GIVEN EXERCISE 1: In the guidance on scaling queriers and query-frontends below, find every sentence that contains the word "vertically" and copy each one.

*** SELECTED EXTRACT ***

For cloud-specific details:

Settings that are safe to increase without major impact.

Scaling up queriers is a safe way to add more query capacity. At Grafana Labs, we prefer to scale queries horizontally by adding more replicas. If you see out of memory (OOM) errors, it might be worth scaling the queriers vertically.

We recommend running at least two replicates of query-frontend. These replicas should be scaled vertically instead of horizontally. If you need to scale, scale query-frontends vertically by adding more CPU and RAM. Currently, query-frontends aren’t scaled horizontally, but this might change in the future.

The reason we keep only two replicas is because each query-frontend has its own request queue and it also impacts the amount of jobs sent to each querier. If you add more query-frontends, you need to tune other configuration parameters to account for the change. We decided to keep query-frontend to two replicas for now.

*** DATA ENTRIES ***

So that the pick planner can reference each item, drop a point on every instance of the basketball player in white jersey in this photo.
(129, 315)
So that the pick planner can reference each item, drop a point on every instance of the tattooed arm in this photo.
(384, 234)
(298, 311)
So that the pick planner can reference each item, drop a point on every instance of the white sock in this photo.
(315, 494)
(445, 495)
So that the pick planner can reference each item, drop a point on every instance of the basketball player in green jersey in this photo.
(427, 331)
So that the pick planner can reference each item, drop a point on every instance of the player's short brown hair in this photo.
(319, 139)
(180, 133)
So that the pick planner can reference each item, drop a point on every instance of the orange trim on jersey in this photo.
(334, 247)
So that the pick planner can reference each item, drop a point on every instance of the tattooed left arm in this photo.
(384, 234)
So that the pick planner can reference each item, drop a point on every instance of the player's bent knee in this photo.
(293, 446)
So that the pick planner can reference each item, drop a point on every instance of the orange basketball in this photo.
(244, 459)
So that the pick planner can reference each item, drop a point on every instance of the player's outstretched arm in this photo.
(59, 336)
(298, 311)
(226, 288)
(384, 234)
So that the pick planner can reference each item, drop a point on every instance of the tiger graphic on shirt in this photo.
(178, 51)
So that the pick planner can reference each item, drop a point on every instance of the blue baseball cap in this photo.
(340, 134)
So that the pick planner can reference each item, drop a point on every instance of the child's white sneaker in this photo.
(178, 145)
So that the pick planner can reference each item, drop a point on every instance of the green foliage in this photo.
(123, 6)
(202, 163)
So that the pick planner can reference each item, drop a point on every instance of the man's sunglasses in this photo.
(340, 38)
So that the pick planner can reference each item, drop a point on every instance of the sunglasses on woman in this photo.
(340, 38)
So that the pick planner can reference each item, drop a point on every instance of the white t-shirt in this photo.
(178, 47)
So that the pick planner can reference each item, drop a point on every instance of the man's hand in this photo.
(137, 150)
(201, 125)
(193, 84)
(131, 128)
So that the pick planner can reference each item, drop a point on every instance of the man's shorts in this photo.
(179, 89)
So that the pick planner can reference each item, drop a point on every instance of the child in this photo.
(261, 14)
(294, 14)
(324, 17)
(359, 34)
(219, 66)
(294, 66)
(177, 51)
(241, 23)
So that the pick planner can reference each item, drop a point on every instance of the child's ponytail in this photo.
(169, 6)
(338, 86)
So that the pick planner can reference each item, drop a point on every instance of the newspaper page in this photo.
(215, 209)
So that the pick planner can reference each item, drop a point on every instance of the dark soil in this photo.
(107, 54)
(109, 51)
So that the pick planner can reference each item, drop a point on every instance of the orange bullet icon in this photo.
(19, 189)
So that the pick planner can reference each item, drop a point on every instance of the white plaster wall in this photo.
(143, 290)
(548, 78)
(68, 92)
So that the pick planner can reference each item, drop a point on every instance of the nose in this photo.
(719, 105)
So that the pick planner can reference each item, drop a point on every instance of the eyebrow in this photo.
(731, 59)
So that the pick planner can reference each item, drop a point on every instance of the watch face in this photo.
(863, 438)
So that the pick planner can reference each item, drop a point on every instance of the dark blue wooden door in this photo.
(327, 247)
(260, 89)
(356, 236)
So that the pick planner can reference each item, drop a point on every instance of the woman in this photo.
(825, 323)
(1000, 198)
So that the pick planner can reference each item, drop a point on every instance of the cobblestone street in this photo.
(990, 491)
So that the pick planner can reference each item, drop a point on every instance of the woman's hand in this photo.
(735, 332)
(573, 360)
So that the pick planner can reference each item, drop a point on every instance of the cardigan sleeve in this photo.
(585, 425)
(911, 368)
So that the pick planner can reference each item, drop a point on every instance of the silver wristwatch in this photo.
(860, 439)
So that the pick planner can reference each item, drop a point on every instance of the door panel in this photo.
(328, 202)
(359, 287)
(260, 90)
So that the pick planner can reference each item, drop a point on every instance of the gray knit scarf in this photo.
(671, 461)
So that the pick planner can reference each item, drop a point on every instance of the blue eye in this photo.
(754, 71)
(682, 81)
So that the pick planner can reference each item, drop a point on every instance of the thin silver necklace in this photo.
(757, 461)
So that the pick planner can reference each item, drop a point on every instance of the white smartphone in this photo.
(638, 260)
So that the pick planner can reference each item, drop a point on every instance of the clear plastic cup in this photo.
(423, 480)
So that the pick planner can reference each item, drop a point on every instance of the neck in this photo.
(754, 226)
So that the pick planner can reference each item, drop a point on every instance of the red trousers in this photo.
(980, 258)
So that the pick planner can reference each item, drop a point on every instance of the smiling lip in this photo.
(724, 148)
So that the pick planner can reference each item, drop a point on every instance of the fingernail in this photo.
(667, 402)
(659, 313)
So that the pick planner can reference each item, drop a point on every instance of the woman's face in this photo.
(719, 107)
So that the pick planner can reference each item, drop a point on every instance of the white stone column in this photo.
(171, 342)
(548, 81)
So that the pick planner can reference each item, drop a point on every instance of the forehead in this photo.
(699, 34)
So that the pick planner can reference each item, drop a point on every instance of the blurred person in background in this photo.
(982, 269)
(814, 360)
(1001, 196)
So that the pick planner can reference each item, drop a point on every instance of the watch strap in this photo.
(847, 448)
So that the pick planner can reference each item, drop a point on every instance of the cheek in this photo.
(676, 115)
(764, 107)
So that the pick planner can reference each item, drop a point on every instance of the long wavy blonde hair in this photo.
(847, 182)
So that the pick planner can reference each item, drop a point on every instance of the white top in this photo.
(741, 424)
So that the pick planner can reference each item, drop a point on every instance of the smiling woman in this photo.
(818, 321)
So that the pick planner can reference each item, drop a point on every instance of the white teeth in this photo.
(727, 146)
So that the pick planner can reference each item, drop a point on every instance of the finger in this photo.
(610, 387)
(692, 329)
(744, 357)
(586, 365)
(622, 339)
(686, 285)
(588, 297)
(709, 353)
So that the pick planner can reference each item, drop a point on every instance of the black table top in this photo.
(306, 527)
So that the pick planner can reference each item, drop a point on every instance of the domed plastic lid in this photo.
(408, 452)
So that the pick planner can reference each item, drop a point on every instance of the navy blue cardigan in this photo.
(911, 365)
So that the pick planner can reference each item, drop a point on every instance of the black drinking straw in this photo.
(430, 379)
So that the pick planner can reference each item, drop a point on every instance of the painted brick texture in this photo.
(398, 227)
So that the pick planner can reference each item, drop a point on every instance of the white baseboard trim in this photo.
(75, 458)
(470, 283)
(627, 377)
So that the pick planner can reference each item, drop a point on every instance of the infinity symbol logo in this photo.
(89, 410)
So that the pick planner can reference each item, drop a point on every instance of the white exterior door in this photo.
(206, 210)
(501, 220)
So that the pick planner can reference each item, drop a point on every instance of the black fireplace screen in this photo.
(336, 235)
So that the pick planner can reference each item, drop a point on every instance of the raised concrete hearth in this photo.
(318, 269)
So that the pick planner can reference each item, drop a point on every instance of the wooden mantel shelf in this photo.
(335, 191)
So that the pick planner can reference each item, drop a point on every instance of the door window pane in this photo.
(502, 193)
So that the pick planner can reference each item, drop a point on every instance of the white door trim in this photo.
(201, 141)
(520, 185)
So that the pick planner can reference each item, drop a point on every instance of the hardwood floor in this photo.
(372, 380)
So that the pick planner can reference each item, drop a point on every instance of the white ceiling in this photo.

***

GIVEN EXERCISE 2: Pick out each line of the listing above that contains the string "orange".

RESULT 1:
If you see out of memory (OOM) errors, it might be worth scaling the queriers vertically.
These replicas should be scaled vertically instead of horizontally.
If you need to scale, scale query-frontends vertically by adding more CPU and RAM.

RESULT 2:
So that the pick planner can reference each item, drop a point on every instance of the orange trim on jersey in this photo.
So that the pick planner can reference each item, drop a point on every instance of the orange basketball in this photo.
So that the pick planner can reference each item, drop a point on every instance of the orange bullet icon in this photo.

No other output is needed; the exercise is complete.